# Text shown:
────

Your question is a perfectly good one.
Due to the imperfections in the optics, and the lack of any converging lenses, the intereference pattern is not quite what a simple analysis suggests. In reality you get a circular (ish) patch of finely divided lines (or even rings) as the interference pattern.
In the idealized 2-dimensional case (with perfect optics), then 'yes' the 'fringe' is a single patch that oscillates from bright to dark. And thus there is an ambiguity when the phase reaches 360°.
But you can solve that by adding a second laser with a different wavelength, to the rig. If the wavelengths are not too different you can make the 'distance shift needed to yield ambiguous answers' very large indeed. Or combine it with a separate method, say, an optical encoder.
Thanks for the explanation!
you should explain the failure of the michelson morely experiment to prove the aether theory on account of the fact it's impossible to measure velocity inside an inertial frame of reference.
I have read, and tried/completed many Instructables. This one goes to the top of my list. Why? Because it is one of the best Instructables I have ever read. Easy as that. 5 out of 5 dude!
Glad that you liked it.
As for applications?
Well, ever since I had acces to an AFM at ESTEC I have toyed with the idea of manipulating stuff at small scales. Clearly, before one uses a sub-micron lathe, one needs to know where things are - and interferometry could allow a very tiny lathe or mill to be constructed.
As a side note, there are other paths to that goal for the DIY experimenter, even a CD drive head (slide assembly and optical platform) would allow for sub-micron positioning, but interferometry gives a useful factor of 5 or so finer resolving power at little cost.
Dunno.
Still thinking. :D
With a linear photodiode array from an old scanner, an Arduino and some interface hardware, you could probably build an interferometer that reads out directly in nanometers.

────

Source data
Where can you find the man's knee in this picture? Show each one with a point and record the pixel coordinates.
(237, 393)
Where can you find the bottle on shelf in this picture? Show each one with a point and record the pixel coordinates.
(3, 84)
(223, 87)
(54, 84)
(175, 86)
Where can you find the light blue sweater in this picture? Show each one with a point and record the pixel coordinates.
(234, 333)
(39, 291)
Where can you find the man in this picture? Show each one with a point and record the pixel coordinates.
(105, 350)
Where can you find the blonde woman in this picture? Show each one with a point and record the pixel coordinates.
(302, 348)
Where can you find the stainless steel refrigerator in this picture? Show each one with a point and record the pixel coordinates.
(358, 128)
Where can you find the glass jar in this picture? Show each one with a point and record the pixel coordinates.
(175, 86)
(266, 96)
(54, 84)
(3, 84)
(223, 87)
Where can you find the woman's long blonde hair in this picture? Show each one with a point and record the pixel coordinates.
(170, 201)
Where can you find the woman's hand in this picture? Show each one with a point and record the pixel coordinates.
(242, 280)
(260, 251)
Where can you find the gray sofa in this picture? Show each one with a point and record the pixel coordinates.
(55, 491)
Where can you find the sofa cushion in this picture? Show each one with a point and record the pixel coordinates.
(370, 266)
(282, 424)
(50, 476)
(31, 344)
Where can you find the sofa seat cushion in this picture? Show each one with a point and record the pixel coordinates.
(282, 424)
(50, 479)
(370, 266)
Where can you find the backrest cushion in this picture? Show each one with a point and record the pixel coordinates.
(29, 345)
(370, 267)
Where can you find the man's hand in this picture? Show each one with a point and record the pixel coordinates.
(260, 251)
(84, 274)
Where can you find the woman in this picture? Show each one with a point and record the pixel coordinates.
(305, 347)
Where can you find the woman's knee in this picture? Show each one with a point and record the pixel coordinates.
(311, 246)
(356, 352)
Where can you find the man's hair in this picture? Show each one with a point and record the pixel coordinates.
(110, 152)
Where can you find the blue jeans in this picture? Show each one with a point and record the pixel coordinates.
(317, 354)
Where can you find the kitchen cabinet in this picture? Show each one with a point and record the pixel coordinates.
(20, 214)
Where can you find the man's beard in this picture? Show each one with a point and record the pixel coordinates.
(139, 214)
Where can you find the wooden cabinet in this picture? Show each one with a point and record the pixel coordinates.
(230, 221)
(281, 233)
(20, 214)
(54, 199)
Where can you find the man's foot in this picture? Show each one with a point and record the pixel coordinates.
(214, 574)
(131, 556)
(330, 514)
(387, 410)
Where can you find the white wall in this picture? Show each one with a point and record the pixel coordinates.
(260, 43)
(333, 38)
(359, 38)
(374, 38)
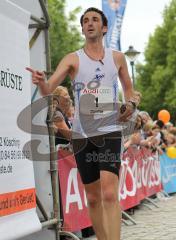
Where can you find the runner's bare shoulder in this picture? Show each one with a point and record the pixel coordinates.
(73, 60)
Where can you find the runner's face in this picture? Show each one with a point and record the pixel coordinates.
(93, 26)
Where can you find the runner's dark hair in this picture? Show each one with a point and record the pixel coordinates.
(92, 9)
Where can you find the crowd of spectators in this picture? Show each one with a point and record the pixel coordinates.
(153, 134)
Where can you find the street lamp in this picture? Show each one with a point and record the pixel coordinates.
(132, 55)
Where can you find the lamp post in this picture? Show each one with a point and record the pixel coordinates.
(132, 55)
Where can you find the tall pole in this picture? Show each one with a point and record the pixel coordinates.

────

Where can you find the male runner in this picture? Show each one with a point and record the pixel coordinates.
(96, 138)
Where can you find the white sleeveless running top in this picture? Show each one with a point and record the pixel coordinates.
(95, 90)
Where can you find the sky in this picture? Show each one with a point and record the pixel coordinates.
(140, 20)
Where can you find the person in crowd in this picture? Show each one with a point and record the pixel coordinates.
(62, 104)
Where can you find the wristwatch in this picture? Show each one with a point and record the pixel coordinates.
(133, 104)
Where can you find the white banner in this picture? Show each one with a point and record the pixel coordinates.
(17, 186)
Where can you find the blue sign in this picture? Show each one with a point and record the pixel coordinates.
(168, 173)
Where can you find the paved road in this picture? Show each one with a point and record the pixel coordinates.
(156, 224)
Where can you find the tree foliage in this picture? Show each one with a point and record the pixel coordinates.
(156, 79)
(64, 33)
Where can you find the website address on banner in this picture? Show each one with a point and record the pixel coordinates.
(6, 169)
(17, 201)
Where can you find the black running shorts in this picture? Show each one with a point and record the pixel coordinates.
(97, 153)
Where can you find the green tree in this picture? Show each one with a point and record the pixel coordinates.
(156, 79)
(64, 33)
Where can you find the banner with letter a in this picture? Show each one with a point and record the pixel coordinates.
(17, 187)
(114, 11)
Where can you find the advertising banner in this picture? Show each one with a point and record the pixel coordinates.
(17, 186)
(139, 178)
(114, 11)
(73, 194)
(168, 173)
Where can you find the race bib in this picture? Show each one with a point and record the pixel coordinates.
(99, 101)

────

# Exercise instructions:
1. Answer these questions from the interferometry thread:
(a) What can be added to the rig to resolve the ambiguity when the phase reaches 360°?
(b) Where did the writer have access to an AFM?
(c) By roughly what factor does interferometry give finer resolving power than a CD drive head?
2. Continue the interferometry thread from where it stops.
The source data has nothing to do with the tasks.

# List of answers:
1.
(a) A second laser with a different wavelength (or a separate method, such as an optical encoder).
(b) At ESTEC.
(c) About 5.

2.
I actually used interferometry in a real-world application when I was a post-doc in the Netherlands. I needed to measure the thickness of thin films of amino acids that I was condensing from the vapour phase on to silicon discs (this was all for an exobiological spectroscopy experiment). I built a cheap/cheerful interferometer
http://www.bipbip.info/jg/make4.html
that allowed me to measure sub-micron films with 50nm resolution.
I have had ideas about building a local pi-o-meter, something that (humorously) measures the local curvature of space (just an interferometer on a thermally-stabilized platform) - or a box that tells you how your apartment room expands and contracts over the day from thermal expansion. Daft stuff like that.
I'm curious, though, how you actually measure things with this setup? In my mind I can see that if you moved one of the mirrors it would change the interference pattern on a large scale - just like how the interference pattern is 'enlarged' from the nanometer scale.
I don't have a beam splitter, so I can't set this up and see how it reacts - could you possibly do a movie on YouTube or something showing what happens when the mirrors move forward and backward?
The card that I used as the screen was tilted almost to the horizontal - that way the fringes could be viewed more easily - on a perpendicular card they were compressed and looked like a faint stripe with very many fine lines within it.
The fact that the fringes here are perpendicular to the rays is 100% down to the astigmatism and poor optics of the rig.
(shrug)
But in general interference phenomena can be any scale - have a Google for 'Newton's rings' - or 'two-slit interference'. In the latter, the fringes can have spacings of several degrees even for a hand-made pair of slits!
As for utility, I did actually use this method for a real-world need a few years ago:
http://www.bipbip.info/jg/make4.html
I'm re-uploading the movie of the fringes moving - that didn't seem to work when I published it!
Every word of this instructable was interesting, clear and informative. I really, really doubt I'll ever use this new knowledge, but it's cool to think this stuff is possible.
I especially loved the cheese references.
Glad that you found it informative and entertaining - I now spot that the movie I had taken of the fringes moving had not uploaded correctly - and I'm trying to fix that now.